— EJERCICIOS —
**1)** Indica, por favor, si cada afirmación coincide con el texto sobre las viviendas de La Caixa: (a) la mayoría de las viviendas estaba alquilada a precios controlados por el Estado; (b) más de la mitad de las viviendas tenía una renta superior a 10.000 pesetas mensuales; (c) la inversión total en esas promociones rondó los 40.000 millones de pesetas. Responde sí o no y cita las palabras del texto que lo deciden.
**2)** Prosigue el texto sobre las viviendas de La Caixa a partir de su última oración.

— TEXTO FUENTE —
○ ○ ○

En 1983, La Caixa tenía 26.000 de viviendas en alquiler valoradas en unos 134.000 millones de pesetas. El 70% de ellas estaba arrendado a precios controlados por el Estado, mientras que apenas el 5% tenía una renta superior a 10.000 pesetas mensuales. Había acumulado ese inmenso parque inmobiliario por la aplicación durante decenios de una política de inversiones intervenida que obligaba a todas las cajas de ahorros a comprar deuda pública, vivienda social y poco más.
La inversión total en esas promociones a lo largo de los años sumó unos 40.000 millones de pesetas en el caso de la primera caja catalana, lo que arrojaba una plusvalía descomunal.
Tras la liberalización del sector, esos recursos eran mucho más productivos en el mercado o financiando la expansión del negocio que manteniéndolos en el tocho. Además de ofrecer poca rentabilidad anual y de vivir unos años de estancamiento inmobiliario, eran una fuente de conflictos que podía dañar la imagen de La Caixa, una cuestión que pesó muchísimo a la hora de decidir la venta de los pisos a sus inquilinos.

○ ○ ○

— INFORMACIÓN MOSTRADA —
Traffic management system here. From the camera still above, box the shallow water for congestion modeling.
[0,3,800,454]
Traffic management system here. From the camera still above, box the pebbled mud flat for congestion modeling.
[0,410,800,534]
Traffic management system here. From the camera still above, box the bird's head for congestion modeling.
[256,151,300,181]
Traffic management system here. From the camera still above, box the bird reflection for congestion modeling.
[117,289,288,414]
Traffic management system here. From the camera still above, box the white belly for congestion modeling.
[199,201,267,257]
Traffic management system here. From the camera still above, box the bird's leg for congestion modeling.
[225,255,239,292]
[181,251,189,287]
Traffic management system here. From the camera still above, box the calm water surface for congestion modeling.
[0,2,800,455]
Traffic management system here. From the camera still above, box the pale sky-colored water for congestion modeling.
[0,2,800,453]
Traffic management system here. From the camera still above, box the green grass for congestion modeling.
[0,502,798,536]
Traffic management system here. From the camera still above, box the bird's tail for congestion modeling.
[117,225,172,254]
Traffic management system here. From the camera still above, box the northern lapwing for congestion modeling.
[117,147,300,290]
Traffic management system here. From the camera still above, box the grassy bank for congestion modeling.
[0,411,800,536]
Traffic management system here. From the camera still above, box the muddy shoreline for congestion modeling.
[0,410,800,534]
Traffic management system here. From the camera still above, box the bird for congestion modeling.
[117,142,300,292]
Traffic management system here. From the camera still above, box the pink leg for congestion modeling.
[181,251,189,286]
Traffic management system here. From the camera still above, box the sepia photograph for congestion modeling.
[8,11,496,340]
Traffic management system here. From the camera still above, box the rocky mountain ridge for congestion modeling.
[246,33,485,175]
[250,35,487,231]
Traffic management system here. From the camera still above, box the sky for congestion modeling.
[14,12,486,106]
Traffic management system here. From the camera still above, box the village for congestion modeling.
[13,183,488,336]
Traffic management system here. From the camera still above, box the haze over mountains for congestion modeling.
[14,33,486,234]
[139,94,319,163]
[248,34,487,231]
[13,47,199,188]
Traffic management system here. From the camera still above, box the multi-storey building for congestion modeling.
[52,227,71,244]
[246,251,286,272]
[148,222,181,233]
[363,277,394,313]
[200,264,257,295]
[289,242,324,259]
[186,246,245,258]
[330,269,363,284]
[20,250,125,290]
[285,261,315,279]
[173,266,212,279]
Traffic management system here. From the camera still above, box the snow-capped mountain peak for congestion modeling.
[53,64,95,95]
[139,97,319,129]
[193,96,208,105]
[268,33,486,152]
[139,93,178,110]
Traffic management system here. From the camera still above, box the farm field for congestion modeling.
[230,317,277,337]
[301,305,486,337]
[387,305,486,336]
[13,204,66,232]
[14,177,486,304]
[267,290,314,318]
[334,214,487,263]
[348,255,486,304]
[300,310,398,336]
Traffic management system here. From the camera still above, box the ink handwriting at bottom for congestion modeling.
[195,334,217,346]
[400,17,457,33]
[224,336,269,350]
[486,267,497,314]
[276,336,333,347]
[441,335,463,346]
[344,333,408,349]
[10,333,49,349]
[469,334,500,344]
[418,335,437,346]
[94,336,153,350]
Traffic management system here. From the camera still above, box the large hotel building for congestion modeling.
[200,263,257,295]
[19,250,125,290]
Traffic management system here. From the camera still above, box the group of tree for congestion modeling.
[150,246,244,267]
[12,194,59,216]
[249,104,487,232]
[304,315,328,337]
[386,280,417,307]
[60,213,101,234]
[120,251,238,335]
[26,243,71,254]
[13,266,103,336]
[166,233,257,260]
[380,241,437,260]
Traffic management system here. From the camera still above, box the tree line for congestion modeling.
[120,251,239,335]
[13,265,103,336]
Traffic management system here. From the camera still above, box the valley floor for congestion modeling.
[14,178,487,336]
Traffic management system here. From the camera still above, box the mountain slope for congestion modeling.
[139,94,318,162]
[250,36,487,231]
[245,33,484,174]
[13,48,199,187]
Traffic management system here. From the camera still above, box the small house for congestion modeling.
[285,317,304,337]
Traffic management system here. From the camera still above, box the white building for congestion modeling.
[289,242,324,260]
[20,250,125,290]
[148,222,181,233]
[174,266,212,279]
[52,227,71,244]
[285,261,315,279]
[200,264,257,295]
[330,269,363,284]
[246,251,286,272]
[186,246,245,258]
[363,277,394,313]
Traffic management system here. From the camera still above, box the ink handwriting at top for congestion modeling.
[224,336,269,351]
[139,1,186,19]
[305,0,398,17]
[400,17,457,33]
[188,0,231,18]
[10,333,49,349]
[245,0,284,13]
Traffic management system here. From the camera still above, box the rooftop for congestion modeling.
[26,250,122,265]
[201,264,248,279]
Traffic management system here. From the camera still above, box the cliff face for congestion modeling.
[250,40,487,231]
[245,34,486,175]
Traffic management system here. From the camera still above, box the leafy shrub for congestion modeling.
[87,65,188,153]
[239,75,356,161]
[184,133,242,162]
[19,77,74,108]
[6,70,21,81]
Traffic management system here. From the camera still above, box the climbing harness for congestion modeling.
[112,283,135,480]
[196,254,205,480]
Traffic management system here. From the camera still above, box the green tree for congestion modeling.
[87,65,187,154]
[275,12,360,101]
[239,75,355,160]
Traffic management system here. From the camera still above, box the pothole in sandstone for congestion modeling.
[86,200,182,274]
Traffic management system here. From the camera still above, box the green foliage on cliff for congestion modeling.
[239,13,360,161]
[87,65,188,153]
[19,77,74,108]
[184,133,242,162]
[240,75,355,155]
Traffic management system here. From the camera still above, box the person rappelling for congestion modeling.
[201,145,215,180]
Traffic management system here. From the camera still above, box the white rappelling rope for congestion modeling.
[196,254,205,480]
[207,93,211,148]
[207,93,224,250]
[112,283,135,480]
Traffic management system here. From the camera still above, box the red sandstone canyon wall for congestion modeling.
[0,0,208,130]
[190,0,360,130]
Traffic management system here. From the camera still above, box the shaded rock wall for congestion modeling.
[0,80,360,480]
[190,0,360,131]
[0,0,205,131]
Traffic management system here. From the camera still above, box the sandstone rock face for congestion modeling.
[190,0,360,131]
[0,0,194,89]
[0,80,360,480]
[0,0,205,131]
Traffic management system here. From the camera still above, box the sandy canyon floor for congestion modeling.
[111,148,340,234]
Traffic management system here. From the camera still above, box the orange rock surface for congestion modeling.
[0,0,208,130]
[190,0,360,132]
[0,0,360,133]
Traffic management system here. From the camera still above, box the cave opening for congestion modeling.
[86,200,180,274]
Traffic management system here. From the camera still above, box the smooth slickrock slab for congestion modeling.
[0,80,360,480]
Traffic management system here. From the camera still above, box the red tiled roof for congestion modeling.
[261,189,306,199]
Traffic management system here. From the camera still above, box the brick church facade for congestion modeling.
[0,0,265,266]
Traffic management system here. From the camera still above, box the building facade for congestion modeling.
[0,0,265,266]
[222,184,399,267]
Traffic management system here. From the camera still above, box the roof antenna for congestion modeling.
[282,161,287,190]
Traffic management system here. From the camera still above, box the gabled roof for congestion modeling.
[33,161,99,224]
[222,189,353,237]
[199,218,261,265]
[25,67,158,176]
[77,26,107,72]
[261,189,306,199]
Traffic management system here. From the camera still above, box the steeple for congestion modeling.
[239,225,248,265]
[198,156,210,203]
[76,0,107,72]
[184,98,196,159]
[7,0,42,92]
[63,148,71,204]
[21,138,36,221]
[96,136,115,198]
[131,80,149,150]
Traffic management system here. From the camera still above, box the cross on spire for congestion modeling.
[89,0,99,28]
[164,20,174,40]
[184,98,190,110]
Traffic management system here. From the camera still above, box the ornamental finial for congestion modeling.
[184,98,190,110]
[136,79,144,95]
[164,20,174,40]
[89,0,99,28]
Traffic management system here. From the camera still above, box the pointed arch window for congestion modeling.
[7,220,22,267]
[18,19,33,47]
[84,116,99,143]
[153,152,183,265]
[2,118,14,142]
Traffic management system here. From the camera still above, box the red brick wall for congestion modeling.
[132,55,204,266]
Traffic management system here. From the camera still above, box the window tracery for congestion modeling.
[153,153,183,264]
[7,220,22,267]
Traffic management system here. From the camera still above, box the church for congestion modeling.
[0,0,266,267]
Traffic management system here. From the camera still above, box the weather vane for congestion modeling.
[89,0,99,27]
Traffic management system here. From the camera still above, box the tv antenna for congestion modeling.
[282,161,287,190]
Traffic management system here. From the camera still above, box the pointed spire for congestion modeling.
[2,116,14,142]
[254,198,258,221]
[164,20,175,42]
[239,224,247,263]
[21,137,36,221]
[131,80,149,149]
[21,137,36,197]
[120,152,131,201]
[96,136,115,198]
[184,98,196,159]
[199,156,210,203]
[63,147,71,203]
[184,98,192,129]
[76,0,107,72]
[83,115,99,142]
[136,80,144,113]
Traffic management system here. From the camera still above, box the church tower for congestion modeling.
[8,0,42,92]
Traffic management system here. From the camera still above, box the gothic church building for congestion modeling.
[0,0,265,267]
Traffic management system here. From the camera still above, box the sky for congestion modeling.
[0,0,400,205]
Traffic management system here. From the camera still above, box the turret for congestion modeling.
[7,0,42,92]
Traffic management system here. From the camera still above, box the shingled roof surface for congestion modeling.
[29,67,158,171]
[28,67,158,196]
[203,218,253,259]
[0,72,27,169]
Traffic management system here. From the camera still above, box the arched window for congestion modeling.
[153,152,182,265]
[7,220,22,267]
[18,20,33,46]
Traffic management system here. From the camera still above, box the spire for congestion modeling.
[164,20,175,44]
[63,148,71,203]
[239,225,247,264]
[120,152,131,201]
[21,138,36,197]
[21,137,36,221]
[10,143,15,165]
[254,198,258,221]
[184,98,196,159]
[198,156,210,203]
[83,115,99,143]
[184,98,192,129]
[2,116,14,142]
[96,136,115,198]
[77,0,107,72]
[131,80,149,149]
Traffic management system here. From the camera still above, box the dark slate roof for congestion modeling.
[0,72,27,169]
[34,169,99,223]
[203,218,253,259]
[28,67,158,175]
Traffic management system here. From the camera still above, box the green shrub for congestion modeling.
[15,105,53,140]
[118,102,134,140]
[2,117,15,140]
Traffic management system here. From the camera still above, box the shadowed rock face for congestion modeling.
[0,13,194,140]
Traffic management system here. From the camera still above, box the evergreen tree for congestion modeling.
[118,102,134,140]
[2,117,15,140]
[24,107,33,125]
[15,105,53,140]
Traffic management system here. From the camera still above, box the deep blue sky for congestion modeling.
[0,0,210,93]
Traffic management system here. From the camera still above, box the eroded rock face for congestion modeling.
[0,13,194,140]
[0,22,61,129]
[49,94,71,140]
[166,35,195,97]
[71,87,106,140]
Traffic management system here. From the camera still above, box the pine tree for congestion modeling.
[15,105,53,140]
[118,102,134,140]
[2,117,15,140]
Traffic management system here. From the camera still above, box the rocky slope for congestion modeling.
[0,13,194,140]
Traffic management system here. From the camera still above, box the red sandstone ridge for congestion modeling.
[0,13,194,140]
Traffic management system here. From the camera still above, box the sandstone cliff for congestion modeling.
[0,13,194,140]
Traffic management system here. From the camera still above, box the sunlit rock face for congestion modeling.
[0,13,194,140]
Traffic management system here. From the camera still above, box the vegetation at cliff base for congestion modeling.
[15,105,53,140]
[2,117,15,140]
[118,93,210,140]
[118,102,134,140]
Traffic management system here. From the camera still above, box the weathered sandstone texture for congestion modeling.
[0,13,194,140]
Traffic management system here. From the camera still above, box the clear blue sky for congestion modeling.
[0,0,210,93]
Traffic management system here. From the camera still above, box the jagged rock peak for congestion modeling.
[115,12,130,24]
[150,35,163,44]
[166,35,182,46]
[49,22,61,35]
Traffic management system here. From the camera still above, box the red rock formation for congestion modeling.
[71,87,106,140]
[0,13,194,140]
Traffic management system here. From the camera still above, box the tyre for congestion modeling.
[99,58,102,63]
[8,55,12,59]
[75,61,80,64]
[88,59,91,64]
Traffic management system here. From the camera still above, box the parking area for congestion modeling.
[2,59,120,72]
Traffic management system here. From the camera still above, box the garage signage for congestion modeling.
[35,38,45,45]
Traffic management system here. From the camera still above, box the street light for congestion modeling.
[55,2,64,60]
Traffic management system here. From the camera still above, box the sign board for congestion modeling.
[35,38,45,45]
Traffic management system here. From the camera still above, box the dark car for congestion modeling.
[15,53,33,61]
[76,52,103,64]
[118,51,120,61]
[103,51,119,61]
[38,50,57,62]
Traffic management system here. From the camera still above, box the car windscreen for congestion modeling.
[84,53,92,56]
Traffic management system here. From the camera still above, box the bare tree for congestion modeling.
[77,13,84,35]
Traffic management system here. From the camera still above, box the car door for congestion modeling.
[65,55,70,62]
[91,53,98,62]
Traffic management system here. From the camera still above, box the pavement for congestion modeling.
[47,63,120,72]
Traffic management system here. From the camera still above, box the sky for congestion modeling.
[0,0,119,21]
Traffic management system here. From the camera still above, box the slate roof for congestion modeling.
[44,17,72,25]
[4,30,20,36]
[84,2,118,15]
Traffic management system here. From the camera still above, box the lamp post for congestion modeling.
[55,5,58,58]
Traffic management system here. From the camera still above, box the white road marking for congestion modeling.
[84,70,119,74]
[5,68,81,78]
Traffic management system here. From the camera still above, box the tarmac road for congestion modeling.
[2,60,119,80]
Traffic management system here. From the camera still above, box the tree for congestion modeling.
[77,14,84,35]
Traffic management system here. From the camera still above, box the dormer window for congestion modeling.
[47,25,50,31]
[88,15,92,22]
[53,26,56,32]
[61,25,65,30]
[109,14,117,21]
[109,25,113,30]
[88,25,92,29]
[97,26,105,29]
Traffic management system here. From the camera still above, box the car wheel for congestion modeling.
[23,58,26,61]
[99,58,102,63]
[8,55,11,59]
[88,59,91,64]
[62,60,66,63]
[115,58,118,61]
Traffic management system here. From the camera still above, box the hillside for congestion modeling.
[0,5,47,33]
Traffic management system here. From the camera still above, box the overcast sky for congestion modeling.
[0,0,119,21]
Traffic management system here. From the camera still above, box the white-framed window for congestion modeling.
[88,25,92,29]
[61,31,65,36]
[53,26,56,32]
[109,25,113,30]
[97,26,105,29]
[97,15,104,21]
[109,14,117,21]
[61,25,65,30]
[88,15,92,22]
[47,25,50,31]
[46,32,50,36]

○ ○ ○

— RESPUESTAS —
**1)**
(a) Sí: "El 70% de ellas estaba arrendado a precios controlados por el Estado"
(b) No: "apenas el 5% tenía una renta superior a 10.000 pesetas mensuales"
(c) Sí: "La inversión total en esas promociones a lo largo de los años sumó unos 40.000 millones de pesetas"

**2)**
La intervención de las rentas por parte de la Administración y una legislación paternalista y rígida hacían muy poco atractiva la inversión en vivienda para la banca y también para las aseguradoras, cuando por definición se trata de una actividad a largo plazo y de rentabilidad estable óptima para ambos sectores.
Esta digresión viene a cuento de las disposiciones que acaba de poner en marcha el Gobierno español para permitir que los ciudadanos que viven de alquiler y se vean afectados por la crisis del coronavirus suspendan el pago de sus rentas. Al final, el Estado se convierte en avalador de créditos a tipo cero para que esas familias paguen las rentas y que podrán devolver en seis o diez años. Si no lo hacen nunca, el Tesoro acabará haciéndose cargo.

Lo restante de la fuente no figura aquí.